_Page_:
Warner Bros. enlisted Christian-based marketing firm Grace Hill Media to help spread the Christian themes of the film to the religious demographics. Special trailers were created outlining the religious tones, due to Hollywood studios frequently marketing movies to specific religious and cultural groups. Warner Bros. previously marketed films such as The Blind Side, The Notebook, The Book of Eli and the Harry Potter series to faith-based groups. Warner Bros. also asked Professor Craig Detweiler of Pepperdine University to "create a Superman-centric sermon outline for pastors titled Jesus: The Original Superhero." Regarding this, Paul Asay of The Washington Post wrote that "the religious themes keep coming: Free will. Sacrifice. God-given purpose. Man of Steel isn't just a movie. It's a Bible study in a cape. The messages are so strong that its marketers been explicitly pushing the film to Christian audiences."

Release

Theatrical
Man of Steel held a red carpet premiere at the Lincoln Center's Alice Tully Hall in New York City on June 10, 2013, which featured the attendance of the principal cast members. The film received a wide release on June 14, 2013, in conventional, 3D, and IMAX theaters.

_Recorded information_:
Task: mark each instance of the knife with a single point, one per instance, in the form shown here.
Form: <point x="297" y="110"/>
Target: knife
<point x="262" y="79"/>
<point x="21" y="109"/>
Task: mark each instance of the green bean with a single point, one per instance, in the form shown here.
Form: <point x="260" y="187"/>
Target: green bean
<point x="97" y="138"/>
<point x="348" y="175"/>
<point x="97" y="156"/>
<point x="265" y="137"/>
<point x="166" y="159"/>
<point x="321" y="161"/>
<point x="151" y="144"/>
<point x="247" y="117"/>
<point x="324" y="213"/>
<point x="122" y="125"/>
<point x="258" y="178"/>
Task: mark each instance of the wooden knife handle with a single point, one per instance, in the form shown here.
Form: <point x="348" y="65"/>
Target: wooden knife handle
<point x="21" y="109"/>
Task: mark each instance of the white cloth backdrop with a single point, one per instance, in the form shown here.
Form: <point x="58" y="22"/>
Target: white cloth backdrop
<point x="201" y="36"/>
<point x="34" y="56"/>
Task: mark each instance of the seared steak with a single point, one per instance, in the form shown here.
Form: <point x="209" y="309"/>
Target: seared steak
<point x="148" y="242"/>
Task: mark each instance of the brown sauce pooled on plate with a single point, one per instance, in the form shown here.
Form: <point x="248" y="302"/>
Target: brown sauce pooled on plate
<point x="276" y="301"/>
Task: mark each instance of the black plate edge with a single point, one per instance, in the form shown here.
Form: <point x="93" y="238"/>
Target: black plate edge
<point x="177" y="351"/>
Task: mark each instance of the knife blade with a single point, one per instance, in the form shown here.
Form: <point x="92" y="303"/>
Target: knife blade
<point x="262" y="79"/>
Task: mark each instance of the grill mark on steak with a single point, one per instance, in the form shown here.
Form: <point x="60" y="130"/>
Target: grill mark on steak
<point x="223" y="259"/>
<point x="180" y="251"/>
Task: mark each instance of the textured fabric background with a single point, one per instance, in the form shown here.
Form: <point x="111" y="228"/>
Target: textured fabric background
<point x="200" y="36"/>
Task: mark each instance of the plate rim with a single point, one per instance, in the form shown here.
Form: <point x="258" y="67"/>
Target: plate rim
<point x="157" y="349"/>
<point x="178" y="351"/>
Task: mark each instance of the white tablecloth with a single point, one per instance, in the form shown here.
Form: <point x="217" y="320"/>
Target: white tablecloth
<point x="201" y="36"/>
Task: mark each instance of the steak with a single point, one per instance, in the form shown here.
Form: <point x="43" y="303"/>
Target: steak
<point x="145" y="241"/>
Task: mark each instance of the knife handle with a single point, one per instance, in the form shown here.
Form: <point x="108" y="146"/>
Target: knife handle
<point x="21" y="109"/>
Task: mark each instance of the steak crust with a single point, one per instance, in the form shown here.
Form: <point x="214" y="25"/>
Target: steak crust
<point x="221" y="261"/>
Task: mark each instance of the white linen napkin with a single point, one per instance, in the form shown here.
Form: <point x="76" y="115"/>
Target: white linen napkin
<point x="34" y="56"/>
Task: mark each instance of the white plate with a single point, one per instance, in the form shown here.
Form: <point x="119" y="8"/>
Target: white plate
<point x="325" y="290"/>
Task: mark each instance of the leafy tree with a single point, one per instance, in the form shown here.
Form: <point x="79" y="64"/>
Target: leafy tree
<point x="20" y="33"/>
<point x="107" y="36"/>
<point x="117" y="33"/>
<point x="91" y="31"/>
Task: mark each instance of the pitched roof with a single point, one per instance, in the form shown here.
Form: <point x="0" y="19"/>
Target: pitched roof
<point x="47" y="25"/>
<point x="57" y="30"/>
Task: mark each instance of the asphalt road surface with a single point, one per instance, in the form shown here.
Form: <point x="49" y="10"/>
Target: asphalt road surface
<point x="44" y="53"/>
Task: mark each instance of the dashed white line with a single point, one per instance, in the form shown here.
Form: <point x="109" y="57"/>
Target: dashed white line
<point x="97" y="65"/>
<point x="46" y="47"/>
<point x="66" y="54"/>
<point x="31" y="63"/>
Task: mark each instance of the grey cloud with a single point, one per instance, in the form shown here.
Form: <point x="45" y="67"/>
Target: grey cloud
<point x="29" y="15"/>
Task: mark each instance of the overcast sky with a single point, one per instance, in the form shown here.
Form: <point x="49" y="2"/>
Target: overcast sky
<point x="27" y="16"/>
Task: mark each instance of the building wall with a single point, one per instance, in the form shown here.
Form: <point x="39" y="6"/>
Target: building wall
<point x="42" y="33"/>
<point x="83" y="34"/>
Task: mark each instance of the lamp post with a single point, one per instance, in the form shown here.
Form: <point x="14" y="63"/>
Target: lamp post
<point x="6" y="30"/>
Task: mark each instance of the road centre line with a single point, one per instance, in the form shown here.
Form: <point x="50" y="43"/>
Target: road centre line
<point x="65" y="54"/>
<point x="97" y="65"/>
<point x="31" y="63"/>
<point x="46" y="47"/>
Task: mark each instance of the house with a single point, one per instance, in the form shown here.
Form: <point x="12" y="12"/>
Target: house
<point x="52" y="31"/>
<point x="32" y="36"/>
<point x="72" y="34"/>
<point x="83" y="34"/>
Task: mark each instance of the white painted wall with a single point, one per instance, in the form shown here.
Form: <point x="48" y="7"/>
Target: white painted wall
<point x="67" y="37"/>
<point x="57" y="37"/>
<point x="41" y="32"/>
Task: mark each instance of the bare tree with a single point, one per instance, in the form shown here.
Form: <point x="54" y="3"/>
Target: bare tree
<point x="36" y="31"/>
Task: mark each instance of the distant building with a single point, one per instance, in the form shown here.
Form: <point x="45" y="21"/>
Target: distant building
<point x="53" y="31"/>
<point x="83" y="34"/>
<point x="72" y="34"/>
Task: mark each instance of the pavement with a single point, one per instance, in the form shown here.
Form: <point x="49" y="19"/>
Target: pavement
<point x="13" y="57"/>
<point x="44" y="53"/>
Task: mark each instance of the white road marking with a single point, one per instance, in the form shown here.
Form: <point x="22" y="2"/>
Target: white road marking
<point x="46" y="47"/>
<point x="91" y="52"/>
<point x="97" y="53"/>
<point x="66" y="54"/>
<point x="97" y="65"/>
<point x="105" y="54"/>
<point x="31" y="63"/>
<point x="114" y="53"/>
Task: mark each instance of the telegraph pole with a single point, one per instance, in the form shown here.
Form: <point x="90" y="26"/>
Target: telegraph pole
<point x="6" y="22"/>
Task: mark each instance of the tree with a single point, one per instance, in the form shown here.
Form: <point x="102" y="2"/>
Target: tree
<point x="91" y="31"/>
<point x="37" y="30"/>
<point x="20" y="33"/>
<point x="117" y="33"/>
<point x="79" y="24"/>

_Short problem_: Render into Spanish this sentence from the text on the film's marketing and release: "The film received a wide release on June 14, 2013, in conventional, 3D, and IMAX theaters."

_Written solution_: La película tuvo un estreno amplio el 14 de junio de 2013 en salas convencionales, 3D e IMAX.